**PASSAGE SHOWN**
§

For M = 10, F (and F') are about 4, so we obtain 4.2 mutations per generation as the most the population can bear at this death rate. For M = 5, F' is about .65, so we obtain .7 * (5 - .65) or slightly over 3 mutations per generation. For M = 3, we obtain about 2.1 mutations per generation, and for M = 2, we obtain about 1.4. For M = 1, we obtain about .7. It turns out that M = 1 is the most efficient in terms of enabling the population to endure a high rate of mutation.
This suggests that 2 or 3 mutations per generation is about all that a species can endure. However, these scenarios are unreasonable for several additional reasons, meaning that the true rate must be significantly smaller. First, whenever a gene is damaged, there are usually some harmful effects to the organism. (This is a consequence even of the estimate that 9/10 of the mutations which change an amino acid are harmful.) Other genes can usually only partly make up for a damaged one. Also, genes have multiple effects, and each effect may be part of a different group of redundancies, which would tend to smooth out the effects of harmful mutations. Furthermore, many single mutations are known that have harmful effects. Genes thus affected cannot be part of such redundant groups.
Actually, it would not make sense for the genome to have 10-fold redundancy. This could only increase the acceptable mutation rate to about 4.2 per generation, as shown above. It would make more sense just to have one copy of each gene and a genome one-tenth the size. This would effectively reduce the mutation rate by a factor of 10, significantly more efficient than having 10-fold redundancy. The reason is that with less genetic material, there will be fewer total mutations at a given rate of mutation. The same argument applies to 3-fold or 2-fold redundancy. So it makes sense from the standpoint of survival to reduce redundancy in the genome as much as possible. This is another argument that the genome has very little redundancy, and therefore high rates of mutation cannot be tolerated.
Of course, some genes may be redundant. If there are only a small number, then their effect on the mutation rate will be small. In addition, there is another problem with assuming many redundant genes. Based on observation, human genes have a mutation rate of about 1 in 25,000 per generation. This is based on the rates of occurrence of genetic diseases. If these diseases derive from the failure of a group of 3 redundant genes, then each gene in the group would have to have a mutation frequency of the cube root of 25,000 in the population, which is about one in 30 individuals! If these genes were recessive, the rate would have to be the square root of 30, which is about one in 5.5. I am not aware that any harmful mutations are this common in the human population. In general, at equilibrium genetic diseases based on a redundant group of genes should have a similar frequency as others in the population, but a larger frequency of mutated genes contributing to them.

§

**SUPPLIED MATERIAL**
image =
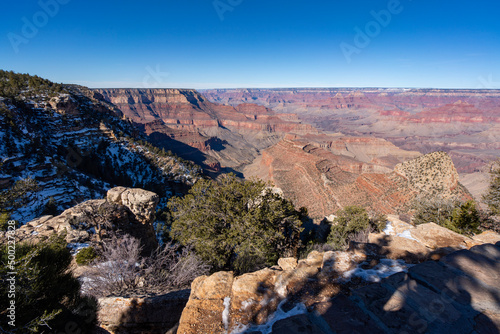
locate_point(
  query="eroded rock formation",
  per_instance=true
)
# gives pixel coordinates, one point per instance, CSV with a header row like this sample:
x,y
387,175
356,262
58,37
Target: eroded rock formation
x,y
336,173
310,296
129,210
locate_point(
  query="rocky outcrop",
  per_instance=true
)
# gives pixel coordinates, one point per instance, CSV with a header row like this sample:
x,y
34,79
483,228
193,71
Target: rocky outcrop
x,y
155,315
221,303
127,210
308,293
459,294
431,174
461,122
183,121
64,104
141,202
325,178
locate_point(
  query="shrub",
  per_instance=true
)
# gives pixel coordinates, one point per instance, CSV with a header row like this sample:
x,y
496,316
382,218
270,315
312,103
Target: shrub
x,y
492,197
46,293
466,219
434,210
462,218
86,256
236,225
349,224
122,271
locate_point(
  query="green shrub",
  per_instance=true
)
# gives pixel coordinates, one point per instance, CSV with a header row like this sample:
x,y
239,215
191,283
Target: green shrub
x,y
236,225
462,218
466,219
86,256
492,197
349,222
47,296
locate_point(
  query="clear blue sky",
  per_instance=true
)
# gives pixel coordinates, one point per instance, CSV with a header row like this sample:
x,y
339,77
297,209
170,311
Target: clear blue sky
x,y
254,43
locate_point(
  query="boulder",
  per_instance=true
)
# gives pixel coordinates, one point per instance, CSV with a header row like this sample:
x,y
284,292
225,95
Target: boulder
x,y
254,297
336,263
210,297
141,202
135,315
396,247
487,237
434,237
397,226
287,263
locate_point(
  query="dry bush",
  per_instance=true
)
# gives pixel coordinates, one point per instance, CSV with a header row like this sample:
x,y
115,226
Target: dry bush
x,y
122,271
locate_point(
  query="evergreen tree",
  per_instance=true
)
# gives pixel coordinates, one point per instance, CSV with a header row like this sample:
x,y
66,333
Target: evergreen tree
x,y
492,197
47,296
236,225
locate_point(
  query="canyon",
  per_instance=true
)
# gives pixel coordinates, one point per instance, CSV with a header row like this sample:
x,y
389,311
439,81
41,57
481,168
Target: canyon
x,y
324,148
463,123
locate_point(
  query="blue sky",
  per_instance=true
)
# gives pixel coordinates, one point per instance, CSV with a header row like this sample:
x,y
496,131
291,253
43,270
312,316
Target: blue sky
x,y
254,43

§

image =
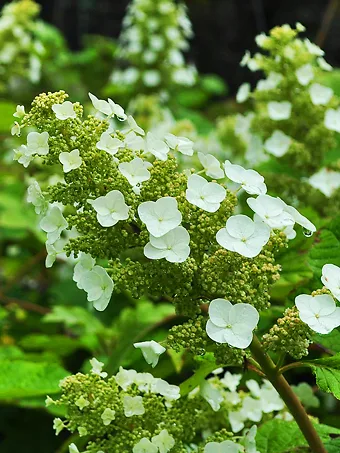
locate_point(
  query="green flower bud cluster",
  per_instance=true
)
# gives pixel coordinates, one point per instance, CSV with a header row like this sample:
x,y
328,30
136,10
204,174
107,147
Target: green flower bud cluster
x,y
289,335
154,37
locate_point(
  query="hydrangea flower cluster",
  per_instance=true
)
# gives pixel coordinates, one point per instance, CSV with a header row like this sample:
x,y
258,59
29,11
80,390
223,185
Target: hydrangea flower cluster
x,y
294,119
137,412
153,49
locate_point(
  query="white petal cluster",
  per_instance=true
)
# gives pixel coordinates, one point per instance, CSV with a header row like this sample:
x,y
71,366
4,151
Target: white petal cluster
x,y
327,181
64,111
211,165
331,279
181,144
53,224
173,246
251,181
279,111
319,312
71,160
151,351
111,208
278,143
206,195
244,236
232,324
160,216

§

**EXERCISES**
- 1) Rewrite the passage on mutation rates between "This suggests that" and "such redundant groups.", inclusive, swapping "harmful effects" for "damaging effects".
- 2) In the passage on mutation rates, what mutation rate per generation is given for human genes, based on observation?
- 3) Put this sentence from the passage on mutation rates into Spanish: "Other genes can usually only partly make up for a damaged one."

**SOLVED TASKS**
- 1)
This suggests that 2 or 3 mutations per generation is about all that a species can endure. However, these scenarios are unreasonable for several additional reasons, meaning that the true rate must be significantly smaller. First, whenever a gene is damaged, there are usually some damaging effects to the organism. (This is a consequence even of the estimate that 9/10 of the mutations which change an amino acid are harmful.) Other genes can usually only partly make up for a damaged one. Also, genes have multiple effects, and each effect may be part of a different group of redundancies, which would tend to smooth out the effects of harmful mutations. Furthermore, many single mutations are known that have damaging effects. Genes thus affected cannot be part of such redundant groups.

- 2) About 1 in 25,000 per generation.

- 3) Otros genes normalmente solo pueden compensar en parte a uno dañado.